### Texto fornecido
§
Além disso, no caso de fuga estrangeira dos dólares, o Fed
poderia promover a procura externa de dólares com a exigência aos
bancos estrangeiros que queiram operar nos EUA de aumentar as quantias das suas
reservas, as quais estão baseadas no dólar.
Eu poderia prosseguir, mas acredito que isto é suficiente para mostrar
que mesmo actores no processo que poderiam terminá-lo têm eles
próprios um grande empenho em não balouçar o barco e
preferem silenciosamente e vagarosamente escapar dos dólares antes de
serem atingidos pela crise. Isto não é possível
indefinidamente pois o processo de retirada gradual do dólar resultaria
em pequenos declínios contínuos nos valores do dólar que
acabariam numa corrida para a saída, mas os americanos não
são o único povo iludido.
O próprio processo de sair vagarosamente pode deitar abaixo a casa
americana. Os BRICs Brasil, a maior economia da América do Sul, a
Rússia, a economia com armamento nuclear e energeticamente independente
da qual a Europa Ocidental (os fantoches da NATO de Washington) estão
dependentes para obter energia, a Índia, com armamento nuclear e um dos
dois gigantes em ascensão da Ásia, a China, com armamento
nuclear, o maior credor de Washington (com excepção do Fed), que
fornece à América manufacturados e produtos de tecnologia
avançada e o novo bicho papão para a próxima lucrativa
guerra fria do complexo militar e de segurança, e a África do
Sul, a maior economia da África estão em vias de formar um
novo banco. O novo banco permitirá que as cinco maiores economias
efectuem o seu comércio sem a utilização do US
dólar.
§
### Enunciado da tarefa
Retome o texto sobre o dólar e o novo banco dos BRICS e continue-o a partir da última frase apresentada.
§
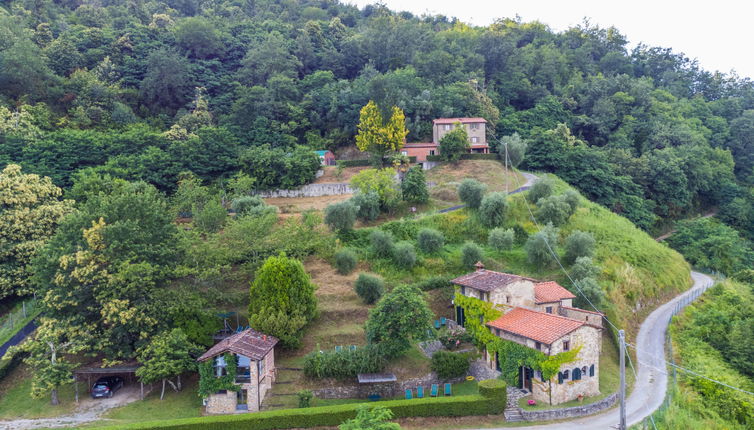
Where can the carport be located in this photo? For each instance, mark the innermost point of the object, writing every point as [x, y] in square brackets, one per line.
[126, 371]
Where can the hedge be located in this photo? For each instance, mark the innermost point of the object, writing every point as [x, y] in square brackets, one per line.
[466, 157]
[492, 402]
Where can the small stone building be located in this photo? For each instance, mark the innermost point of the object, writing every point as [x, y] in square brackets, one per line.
[255, 372]
[541, 316]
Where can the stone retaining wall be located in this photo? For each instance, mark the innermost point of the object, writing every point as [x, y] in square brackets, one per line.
[575, 411]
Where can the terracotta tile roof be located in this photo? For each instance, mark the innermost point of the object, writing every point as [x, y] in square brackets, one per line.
[461, 120]
[538, 326]
[549, 292]
[249, 343]
[487, 280]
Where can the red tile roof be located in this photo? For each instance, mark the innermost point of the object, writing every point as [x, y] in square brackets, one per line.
[249, 343]
[455, 120]
[487, 280]
[538, 326]
[549, 292]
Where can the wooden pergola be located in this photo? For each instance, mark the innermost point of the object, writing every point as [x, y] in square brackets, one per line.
[127, 371]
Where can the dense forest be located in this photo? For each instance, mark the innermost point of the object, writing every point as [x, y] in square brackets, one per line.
[148, 90]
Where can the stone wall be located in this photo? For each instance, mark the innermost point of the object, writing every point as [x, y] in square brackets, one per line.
[575, 411]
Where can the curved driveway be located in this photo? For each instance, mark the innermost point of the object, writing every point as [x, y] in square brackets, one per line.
[651, 384]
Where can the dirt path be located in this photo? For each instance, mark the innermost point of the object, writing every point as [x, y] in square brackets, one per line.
[89, 410]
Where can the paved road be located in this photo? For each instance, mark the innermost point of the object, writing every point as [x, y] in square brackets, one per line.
[650, 386]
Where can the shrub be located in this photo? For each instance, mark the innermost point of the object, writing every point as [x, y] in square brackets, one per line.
[382, 243]
[341, 216]
[449, 365]
[541, 189]
[345, 261]
[537, 250]
[346, 363]
[471, 253]
[471, 192]
[368, 204]
[304, 398]
[414, 186]
[492, 209]
[578, 244]
[404, 255]
[369, 288]
[583, 268]
[501, 239]
[554, 210]
[430, 240]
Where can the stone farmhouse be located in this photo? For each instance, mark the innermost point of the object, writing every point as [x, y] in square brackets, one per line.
[541, 316]
[255, 373]
[475, 128]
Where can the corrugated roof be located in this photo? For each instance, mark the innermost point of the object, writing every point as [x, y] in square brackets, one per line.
[249, 343]
[487, 280]
[538, 326]
[551, 291]
[461, 120]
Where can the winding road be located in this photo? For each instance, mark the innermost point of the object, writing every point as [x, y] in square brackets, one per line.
[651, 382]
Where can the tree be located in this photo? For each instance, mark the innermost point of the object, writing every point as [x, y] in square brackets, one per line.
[400, 317]
[377, 137]
[454, 144]
[370, 288]
[341, 216]
[414, 186]
[370, 419]
[516, 147]
[541, 246]
[492, 210]
[471, 192]
[282, 300]
[166, 355]
[578, 244]
[30, 210]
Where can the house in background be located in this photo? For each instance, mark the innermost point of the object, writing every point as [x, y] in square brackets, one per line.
[476, 128]
[255, 373]
[541, 316]
[326, 158]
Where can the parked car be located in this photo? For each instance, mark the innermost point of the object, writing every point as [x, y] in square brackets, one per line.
[106, 386]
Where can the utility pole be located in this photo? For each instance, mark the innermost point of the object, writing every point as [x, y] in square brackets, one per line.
[622, 392]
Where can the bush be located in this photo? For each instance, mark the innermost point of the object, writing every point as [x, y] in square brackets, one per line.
[382, 243]
[501, 239]
[304, 398]
[430, 240]
[433, 283]
[449, 365]
[471, 253]
[578, 244]
[541, 189]
[369, 288]
[537, 250]
[404, 255]
[492, 209]
[341, 216]
[368, 204]
[414, 186]
[471, 192]
[346, 363]
[345, 261]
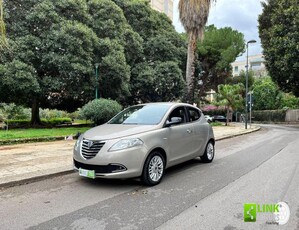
§
### Resposta à tarefa
Acresce que, o Japão, um fantoche americano desde a Segunda Guerra
Mundial, está quase a entrar num acordo com a China no qual o yen
japonês e o yuan chinês serão cambiados directamente. O
comércio entre os dois países asiáticos seria efectuados
nas suas próprias divisas sem a utilização do dólar
estado-unidense. Isto reduz o custo do comércio externo entre os dois
países, porque elimina pagamentos de comissões cambiais ao
estrangeiro para converter o yen e o yuan em dólares e outra vez em yen
e yuan.
Além disso, esta explicação oficial para o novo
relacionamento directo evitando o US dólar é simplesmente a
conversa diplomática. Os japoneses estão esperançosos, tal
como os chineses, no abandono da prática de acumular cada vez mais
dólares tendo de parquear seus excedentes comerciais em Títulos
do Tesouro dos EUA. O governo fantoche japonês espera que a hegemonia de
Washington não exija o veto a este acordo com a China.
Agora chegámos ao cerne da questão. A pequena percentagem de
americanos que está consciente e informada está confundida porque
os banksters, com os seus crimes financeiros, escaparam sem processo. A
resposta pode ser que os bancos "demasiado grandes para
caírem" são auxiliares de Washington e do Federal Reserve na
manutenção da estabilidade do dólar e dos mercados de
títulos do Tesouro a despeito da política indefensável do
Fed.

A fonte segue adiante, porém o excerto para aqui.